- INPUT:
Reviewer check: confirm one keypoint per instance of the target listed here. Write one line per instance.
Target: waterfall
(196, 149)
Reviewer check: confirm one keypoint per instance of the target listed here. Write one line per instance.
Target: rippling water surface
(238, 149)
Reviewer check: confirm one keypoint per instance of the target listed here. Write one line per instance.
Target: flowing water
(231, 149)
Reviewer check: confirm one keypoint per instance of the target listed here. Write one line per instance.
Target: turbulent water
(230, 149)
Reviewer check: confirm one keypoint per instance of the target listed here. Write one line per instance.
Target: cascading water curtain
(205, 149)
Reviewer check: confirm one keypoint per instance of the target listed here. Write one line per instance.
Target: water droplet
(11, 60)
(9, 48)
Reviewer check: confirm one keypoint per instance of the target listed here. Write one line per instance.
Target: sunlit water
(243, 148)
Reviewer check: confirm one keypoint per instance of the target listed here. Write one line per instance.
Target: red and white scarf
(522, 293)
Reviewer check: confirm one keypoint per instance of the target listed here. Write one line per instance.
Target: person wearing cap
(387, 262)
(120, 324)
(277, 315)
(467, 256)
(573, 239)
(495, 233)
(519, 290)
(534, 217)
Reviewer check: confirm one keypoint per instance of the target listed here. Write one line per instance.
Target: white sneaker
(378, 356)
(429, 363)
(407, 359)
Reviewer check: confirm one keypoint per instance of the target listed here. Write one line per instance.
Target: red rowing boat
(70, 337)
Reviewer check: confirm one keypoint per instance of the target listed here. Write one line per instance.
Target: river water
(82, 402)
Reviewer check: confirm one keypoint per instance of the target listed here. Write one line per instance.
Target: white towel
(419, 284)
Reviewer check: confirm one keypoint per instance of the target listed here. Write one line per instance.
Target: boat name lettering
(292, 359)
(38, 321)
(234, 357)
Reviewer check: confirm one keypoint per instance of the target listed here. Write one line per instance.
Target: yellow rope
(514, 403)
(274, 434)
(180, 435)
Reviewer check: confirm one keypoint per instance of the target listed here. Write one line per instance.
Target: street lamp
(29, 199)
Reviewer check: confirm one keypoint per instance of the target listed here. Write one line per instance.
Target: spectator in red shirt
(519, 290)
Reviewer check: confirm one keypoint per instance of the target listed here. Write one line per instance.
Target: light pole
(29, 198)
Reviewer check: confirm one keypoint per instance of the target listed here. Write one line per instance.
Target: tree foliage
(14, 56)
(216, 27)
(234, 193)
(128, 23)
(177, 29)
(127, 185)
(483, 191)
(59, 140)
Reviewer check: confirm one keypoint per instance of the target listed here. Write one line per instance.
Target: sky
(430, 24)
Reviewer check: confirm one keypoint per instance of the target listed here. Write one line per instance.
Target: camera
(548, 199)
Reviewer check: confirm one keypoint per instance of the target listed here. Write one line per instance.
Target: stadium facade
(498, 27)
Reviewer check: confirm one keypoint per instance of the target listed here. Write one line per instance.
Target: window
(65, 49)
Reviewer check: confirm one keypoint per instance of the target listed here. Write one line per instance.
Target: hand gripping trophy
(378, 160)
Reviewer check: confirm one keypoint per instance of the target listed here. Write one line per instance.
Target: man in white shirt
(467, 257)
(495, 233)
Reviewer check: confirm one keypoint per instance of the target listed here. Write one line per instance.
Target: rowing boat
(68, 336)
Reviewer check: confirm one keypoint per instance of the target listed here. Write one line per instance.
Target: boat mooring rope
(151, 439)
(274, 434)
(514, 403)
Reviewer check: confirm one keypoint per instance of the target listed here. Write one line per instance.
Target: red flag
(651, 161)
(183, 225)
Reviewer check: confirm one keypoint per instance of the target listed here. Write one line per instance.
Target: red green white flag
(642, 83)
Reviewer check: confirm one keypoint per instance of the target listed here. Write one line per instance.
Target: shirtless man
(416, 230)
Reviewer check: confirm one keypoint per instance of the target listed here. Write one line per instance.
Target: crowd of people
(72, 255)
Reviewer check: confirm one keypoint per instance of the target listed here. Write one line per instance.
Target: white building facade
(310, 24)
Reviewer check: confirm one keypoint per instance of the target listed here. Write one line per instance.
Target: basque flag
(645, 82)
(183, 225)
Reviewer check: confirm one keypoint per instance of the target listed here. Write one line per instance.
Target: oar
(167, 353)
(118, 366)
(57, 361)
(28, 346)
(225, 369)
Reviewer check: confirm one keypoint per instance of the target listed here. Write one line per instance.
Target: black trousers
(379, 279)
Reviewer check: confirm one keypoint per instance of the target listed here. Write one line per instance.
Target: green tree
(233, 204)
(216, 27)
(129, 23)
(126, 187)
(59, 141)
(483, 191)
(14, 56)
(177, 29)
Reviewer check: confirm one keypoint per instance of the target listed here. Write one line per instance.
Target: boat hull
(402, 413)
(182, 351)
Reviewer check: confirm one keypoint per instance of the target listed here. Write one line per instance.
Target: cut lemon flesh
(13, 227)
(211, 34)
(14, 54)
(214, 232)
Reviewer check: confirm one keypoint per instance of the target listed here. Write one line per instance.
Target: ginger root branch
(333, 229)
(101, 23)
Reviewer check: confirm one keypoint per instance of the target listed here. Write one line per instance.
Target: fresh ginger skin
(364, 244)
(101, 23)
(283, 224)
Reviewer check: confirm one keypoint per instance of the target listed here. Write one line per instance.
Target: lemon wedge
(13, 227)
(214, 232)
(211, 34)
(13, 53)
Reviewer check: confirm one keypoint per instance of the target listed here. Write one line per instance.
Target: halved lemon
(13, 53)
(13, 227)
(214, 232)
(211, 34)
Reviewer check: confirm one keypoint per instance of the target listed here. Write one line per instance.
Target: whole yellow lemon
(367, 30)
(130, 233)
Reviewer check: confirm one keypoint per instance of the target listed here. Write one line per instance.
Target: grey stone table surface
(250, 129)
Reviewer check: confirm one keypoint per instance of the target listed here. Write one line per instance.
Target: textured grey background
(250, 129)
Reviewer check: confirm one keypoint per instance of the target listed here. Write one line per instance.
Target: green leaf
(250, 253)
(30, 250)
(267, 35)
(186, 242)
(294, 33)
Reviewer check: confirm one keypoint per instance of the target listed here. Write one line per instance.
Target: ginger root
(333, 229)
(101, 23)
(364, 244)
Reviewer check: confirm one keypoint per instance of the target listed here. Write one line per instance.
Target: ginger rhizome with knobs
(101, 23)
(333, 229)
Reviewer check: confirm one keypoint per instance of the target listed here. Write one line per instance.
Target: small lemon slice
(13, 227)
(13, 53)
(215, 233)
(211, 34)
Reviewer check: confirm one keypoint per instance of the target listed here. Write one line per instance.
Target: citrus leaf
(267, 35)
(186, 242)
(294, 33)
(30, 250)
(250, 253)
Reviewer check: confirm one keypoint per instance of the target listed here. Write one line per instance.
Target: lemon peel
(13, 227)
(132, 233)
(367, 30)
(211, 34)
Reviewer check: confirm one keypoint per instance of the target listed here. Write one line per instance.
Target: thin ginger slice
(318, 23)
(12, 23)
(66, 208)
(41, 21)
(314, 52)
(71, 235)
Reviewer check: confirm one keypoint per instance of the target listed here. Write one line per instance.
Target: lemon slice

- WORK ORDER:
The expected answer is the complete material, restated exactly.

- SOLUTION BELOW:
Reviewer check: confirm one keypoint per instance of the target listed here. Write one line per instance.
Target: waterfall
(196, 149)
Reviewer check: confirm one keypoint per instance of the target listed here. Write one line per instance.
Target: rippling water surface
(238, 149)
Reviewer check: confirm one keypoint per instance of the target listed here. Write one line per instance.
Target: flowing water
(231, 149)
Reviewer check: confirm one keypoint per instance of the target listed here. Write one line per instance.
Target: turbulent water
(230, 149)
Reviewer check: confirm one keypoint per instance of the target listed here. Write one line per instance.
Target: cascading water curtain
(205, 149)
Reviewer check: confirm one keypoint per instance of the target listed here. Write one line per instance.
Target: water droplet
(11, 60)
(9, 48)
Reviewer check: confirm one keypoint per instance of the target listed here. Write one line per instance.
Target: sunlit water
(243, 148)
Reviewer check: confirm one keypoint per instance of the target listed here. Write one line per instance.
Target: red and white scarf
(522, 293)
Reviewer check: confirm one keypoint per instance of the target listed here. Write one line per instance.
Target: person wearing cap
(387, 262)
(120, 324)
(277, 315)
(467, 256)
(573, 239)
(495, 233)
(519, 290)
(534, 217)
Reviewer check: confirm one keypoint per instance of the target listed here. Write one line per instance.
Target: white sneaker
(378, 356)
(429, 363)
(407, 359)
Reviewer check: confirm one keypoint per instance of the target listed here. Write one line per instance.
Target: red rowing boat
(70, 337)
Reviewer check: confirm one keypoint per instance of the target listed here. Write one line per instance.
Target: river water
(82, 402)
Reviewer check: confirm one keypoint per instance of the target listed here. Write one line per instance.
Target: white towel
(419, 284)
Reviewer check: confirm one keypoint per instance of the target listed here. Write one line per instance.
Target: boat name lettering
(292, 359)
(38, 321)
(234, 357)
Reviewer check: confirm one keypoint per instance of the target listed here. Write one line per instance.
Target: yellow rope
(514, 403)
(274, 434)
(180, 435)
Reviewer check: confirm one keypoint per instance of the target listed here. Write one line per instance.
Target: street lamp
(29, 199)
Reviewer check: confirm one keypoint per instance of the target listed here. Write one line per instance.
Target: spectator in red shirt
(519, 290)
Reviewer check: confirm one keypoint per instance of the target listed here. Write one line per instance.
Target: light pole
(29, 198)
Reviewer check: confirm one keypoint per instance of the target listed here. Write one line per instance.
Target: tree foliage
(14, 56)
(216, 27)
(234, 193)
(128, 23)
(177, 29)
(127, 185)
(483, 191)
(59, 140)
Reviewer check: confirm one keypoint per instance of the target listed here. Write one line per instance.
Target: sky
(430, 24)
Reviewer check: confirm one keypoint per instance of the target listed here. Write one line per instance.
Target: camera
(548, 199)
Reviewer check: confirm one keypoint per instance of the target listed here. Write one line per instance.
Target: stadium facade
(498, 27)
Reviewer check: confirm one keypoint per instance of the target listed here. Write one line per instance.
Target: window
(65, 49)
Reviewer check: confirm one keypoint per instance of the target listed here. Write one line per instance.
Target: hand gripping trophy
(378, 160)
Reviewer check: confirm one keypoint per instance of the target listed here. Write one line per instance.
Target: man in white shirt
(467, 257)
(495, 233)
Reviewer check: confirm one keypoint per instance of the target listed here. Write one line per instance.
Target: rowing boat
(68, 336)
Reviewer check: confirm one keypoint per instance of the target listed here. Write one line per instance.
Target: boat mooring rope
(151, 439)
(274, 434)
(514, 403)
Reviewer check: confirm one keypoint per instance of the target listed here. Write one line per instance.
Target: red flag
(651, 161)
(183, 225)
Reviewer check: confirm one keypoint per instance of the target listed here. Write one line per instance.
Target: red green white flag
(642, 83)
Reviewer check: confirm one keypoint per instance of the target listed here. Write one line per instance.
Target: shirtless man
(416, 230)
Reviewer check: confirm one keypoint per instance of the target listed here. Write one line per instance.
Target: crowd of people
(72, 255)
Reviewer check: confirm one keypoint per instance of the target listed here. Write one line per instance.
Target: white building facade
(310, 24)
Reviewer check: confirm one keypoint per instance of the target listed here. Write one line per instance.
Target: basque flag
(645, 82)
(183, 225)
Reviewer check: confirm one keypoint per instance of the target listed here. Write one line per instance.
Target: oar
(167, 353)
(118, 366)
(57, 361)
(28, 346)
(225, 369)
Reviewer check: confirm one keypoint per instance of the target listed here. Write one line per instance.
Target: black trousers
(379, 279)
Reviewer check: confirm one keypoint per instance of the target listed here. Write one line per instance.
Target: green tree
(233, 204)
(216, 27)
(129, 23)
(126, 187)
(59, 141)
(483, 191)
(14, 56)
(177, 29)
Reviewer check: confirm one keypoint per instance of the target listed here. Write one line per instance.
Target: boat hull
(402, 413)
(182, 351)
Reviewer check: confirm one keypoint per instance of the target listed here. Write one line per instance.
Target: cut lemon flesh
(13, 227)
(211, 34)
(14, 54)
(214, 232)
Reviewer check: confirm one keypoint per instance of the target listed here. Write one line per instance.
Target: ginger root branch
(333, 229)
(101, 23)
Reviewer check: confirm one keypoint per instance of the target listed here. Write one line per instance.
Target: fresh ginger skin
(364, 244)
(101, 23)
(283, 224)
Reviewer check: confirm one keypoint per instance of the target listed here. Write one line per instance.
Target: lemon wedge
(13, 227)
(214, 232)
(211, 34)
(13, 53)
Reviewer check: confirm one keypoint per instance of the target listed here. Write one line per instance.
Target: halved lemon
(13, 53)
(13, 227)
(214, 232)
(211, 34)
Reviewer check: confirm one keypoint per instance of the target listed here. Write one line per instance.
Target: whole yellow lemon
(367, 30)
(130, 233)
Reviewer check: confirm one keypoint per instance of the target listed here. Write one line per instance.
Target: grey stone table surface
(250, 129)
Reviewer check: confirm one keypoint per instance of the target listed here. Write one line per instance.
Target: textured grey background
(250, 129)
Reviewer check: confirm one keypoint per instance of the target listed here. Write one line per instance.
Target: green leaf
(250, 253)
(30, 250)
(267, 35)
(186, 242)
(294, 33)
Reviewer check: confirm one keypoint per instance of the target listed here. Write one line per instance.
Target: ginger root
(333, 229)
(101, 23)
(364, 244)
Reviewer check: confirm one keypoint per instance of the target listed here. Write one line per instance.
Target: ginger rhizome with knobs
(101, 23)
(333, 229)
Reviewer check: confirm one keypoint per instance of the target listed here. Write one line per instance.
Target: small lemon slice
(13, 227)
(13, 53)
(215, 233)
(211, 34)
Reviewer check: confirm one keypoint per instance of the target listed here. Write one line per instance.
Target: citrus leaf
(267, 35)
(186, 242)
(294, 33)
(30, 250)
(250, 253)
Reviewer check: confirm one keypoint per instance of the target listed here. Write one line per instance.
Target: lemon peel
(13, 227)
(132, 233)
(367, 30)
(211, 34)
Reviewer check: confirm one keypoint per instance of the target listed here. Write one line per instance.
Target: thin ginger slice
(318, 23)
(12, 23)
(66, 208)
(41, 21)
(314, 52)
(71, 235)
Reviewer check: confirm one keypoint per instance of the target listed here. Write one line per instance.
Target: lemon slice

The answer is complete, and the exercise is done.